··· Data to process ···

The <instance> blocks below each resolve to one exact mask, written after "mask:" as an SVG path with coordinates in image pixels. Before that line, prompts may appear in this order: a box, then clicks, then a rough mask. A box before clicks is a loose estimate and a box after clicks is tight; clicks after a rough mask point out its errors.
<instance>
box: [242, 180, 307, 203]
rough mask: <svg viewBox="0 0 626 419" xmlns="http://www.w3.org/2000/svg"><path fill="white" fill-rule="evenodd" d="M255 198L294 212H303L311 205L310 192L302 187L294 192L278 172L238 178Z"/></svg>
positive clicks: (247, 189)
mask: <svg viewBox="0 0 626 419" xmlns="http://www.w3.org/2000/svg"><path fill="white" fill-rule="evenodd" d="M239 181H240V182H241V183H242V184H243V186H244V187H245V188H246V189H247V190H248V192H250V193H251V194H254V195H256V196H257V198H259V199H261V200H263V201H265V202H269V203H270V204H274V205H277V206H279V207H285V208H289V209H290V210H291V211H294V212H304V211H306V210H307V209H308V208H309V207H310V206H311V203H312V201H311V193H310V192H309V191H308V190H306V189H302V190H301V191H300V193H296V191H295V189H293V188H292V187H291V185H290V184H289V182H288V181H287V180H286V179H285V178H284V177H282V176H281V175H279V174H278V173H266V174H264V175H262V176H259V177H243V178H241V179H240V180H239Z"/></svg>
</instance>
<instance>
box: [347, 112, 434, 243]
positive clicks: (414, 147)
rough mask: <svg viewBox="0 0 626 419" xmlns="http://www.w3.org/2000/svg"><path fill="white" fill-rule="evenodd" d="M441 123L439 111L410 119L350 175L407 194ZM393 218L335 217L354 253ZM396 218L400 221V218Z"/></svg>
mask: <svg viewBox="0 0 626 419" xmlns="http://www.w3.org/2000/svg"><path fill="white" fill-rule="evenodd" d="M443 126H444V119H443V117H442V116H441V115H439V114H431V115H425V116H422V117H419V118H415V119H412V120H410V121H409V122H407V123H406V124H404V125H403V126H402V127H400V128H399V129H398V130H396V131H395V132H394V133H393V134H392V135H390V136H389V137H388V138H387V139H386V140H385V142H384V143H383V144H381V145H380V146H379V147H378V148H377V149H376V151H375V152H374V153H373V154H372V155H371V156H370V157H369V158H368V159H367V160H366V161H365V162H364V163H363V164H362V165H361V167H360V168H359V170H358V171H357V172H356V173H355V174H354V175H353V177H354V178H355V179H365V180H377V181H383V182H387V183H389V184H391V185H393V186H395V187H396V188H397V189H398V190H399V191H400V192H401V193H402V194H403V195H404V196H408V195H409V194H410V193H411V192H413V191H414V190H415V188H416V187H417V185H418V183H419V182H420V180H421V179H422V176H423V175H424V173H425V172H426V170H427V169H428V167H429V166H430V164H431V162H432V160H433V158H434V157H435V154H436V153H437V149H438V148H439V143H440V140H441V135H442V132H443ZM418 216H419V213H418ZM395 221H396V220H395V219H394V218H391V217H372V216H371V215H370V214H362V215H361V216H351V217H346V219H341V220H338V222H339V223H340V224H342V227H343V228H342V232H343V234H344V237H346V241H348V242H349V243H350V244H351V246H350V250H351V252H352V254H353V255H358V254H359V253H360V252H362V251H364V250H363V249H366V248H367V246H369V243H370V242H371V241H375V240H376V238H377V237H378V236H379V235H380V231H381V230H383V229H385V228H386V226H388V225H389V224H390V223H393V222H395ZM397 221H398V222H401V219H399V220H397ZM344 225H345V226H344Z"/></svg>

···

→ Your goal:
Update the data above by replacing every "rough mask" with "coarse mask" and leaving everything else unchanged.

→ Task result:
The <instance> blocks below each resolve to one exact mask, written after "mask:" as an SVG path with coordinates in image pixels. Before that line, prompts may appear in this order: a box, then clicks, then a coarse mask. A box before clicks is a loose estimate and a box after clicks is tight; clicks after a coarse mask point out its errors.
<instance>
box: [242, 180, 307, 203]
coarse mask: <svg viewBox="0 0 626 419" xmlns="http://www.w3.org/2000/svg"><path fill="white" fill-rule="evenodd" d="M255 198L294 212H303L311 205L310 192L302 187L294 192L278 172L238 178Z"/></svg>
positive clicks: (247, 189)
mask: <svg viewBox="0 0 626 419" xmlns="http://www.w3.org/2000/svg"><path fill="white" fill-rule="evenodd" d="M239 181H240V182H241V183H242V184H243V186H244V187H245V188H246V189H247V190H248V192H250V193H251V194H254V195H256V196H257V198H259V199H261V200H263V201H265V202H269V203H270V204H274V205H277V206H279V207H285V208H289V209H290V210H291V211H294V212H304V211H306V210H307V209H308V208H309V207H310V206H311V203H312V201H311V193H310V192H309V191H308V190H306V189H302V190H301V191H300V193H296V191H295V189H293V188H292V187H291V185H290V184H289V182H288V181H287V180H286V179H285V178H284V177H282V176H281V175H279V174H278V173H266V174H264V175H262V176H259V177H243V178H241V179H240V180H239Z"/></svg>
</instance>
<instance>
box: [347, 112, 434, 243]
positive clicks: (414, 147)
coarse mask: <svg viewBox="0 0 626 419" xmlns="http://www.w3.org/2000/svg"><path fill="white" fill-rule="evenodd" d="M441 123L439 111L410 119L350 175L407 194ZM393 218L335 217L354 253ZM396 218L400 221V218Z"/></svg>
mask: <svg viewBox="0 0 626 419" xmlns="http://www.w3.org/2000/svg"><path fill="white" fill-rule="evenodd" d="M443 126H444V119H443V117H442V116H441V115H439V114H431V115H425V116H422V117H419V118H415V119H412V120H410V121H409V122H407V123H406V124H404V125H403V126H402V127H400V128H399V129H398V130H396V131H395V132H394V133H393V134H392V135H390V136H389V137H388V138H387V139H386V140H385V142H384V143H383V144H381V145H380V146H379V147H378V148H377V149H376V151H375V152H374V153H373V154H372V155H371V156H370V157H369V158H368V159H367V160H366V161H365V162H364V163H363V164H362V165H361V167H360V168H359V170H358V171H357V172H356V173H355V174H354V175H353V177H354V178H355V179H365V180H377V181H383V182H387V183H389V184H391V185H393V186H395V187H396V188H397V189H398V190H399V191H400V192H401V193H402V194H403V195H404V196H408V195H409V194H410V193H411V192H413V191H414V190H415V188H416V187H417V185H418V183H419V182H420V180H421V179H422V176H423V175H424V173H425V172H426V170H427V169H428V167H429V166H430V164H431V162H432V160H433V158H434V157H435V154H436V153H437V149H438V148H439V143H440V140H441V135H442V132H443ZM418 216H419V213H418ZM395 221H396V220H395V219H394V218H391V217H372V216H371V215H370V214H362V215H361V216H351V217H346V219H341V220H338V222H339V223H340V224H342V227H343V228H342V232H343V234H344V237H346V241H348V242H349V243H350V244H351V246H350V250H351V252H352V254H353V255H358V254H359V253H360V252H362V251H364V250H363V249H366V248H367V246H369V243H370V242H371V241H375V240H376V238H377V237H378V236H379V235H380V231H381V230H383V229H385V228H386V226H388V225H389V224H390V223H393V222H395ZM397 221H398V222H401V219H399V220H397ZM344 225H345V226H344Z"/></svg>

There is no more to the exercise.